Rewrite the text of each data entry below, changing "bounding box" to "enclosing rectangle" and keeping everything else the same. Omit the pictures from your answer.

----------------------------------------

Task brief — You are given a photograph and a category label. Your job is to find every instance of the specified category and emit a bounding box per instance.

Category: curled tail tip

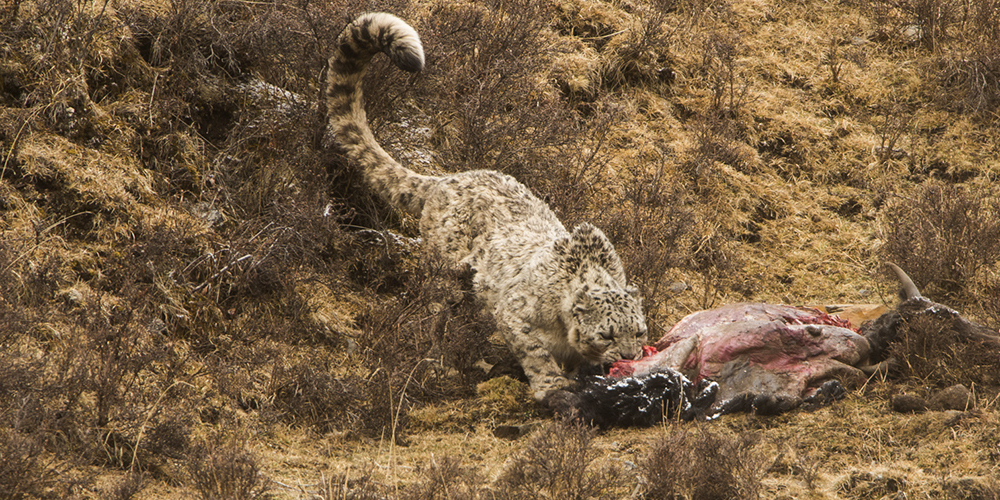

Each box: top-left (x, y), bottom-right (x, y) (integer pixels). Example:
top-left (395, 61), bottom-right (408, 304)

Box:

----------------------------------------

◆ **ANSWER FOR THIS EXERCISE**
Task brief — You are given a photograph and a category label. Your job is to find every instance of the specified category and emit a enclosing rectangle per instance.

Category: curled tail tip


Each box: top-left (x, y), bottom-right (x, y) (integer pixels). Example:
top-left (395, 61), bottom-right (408, 304)

Box:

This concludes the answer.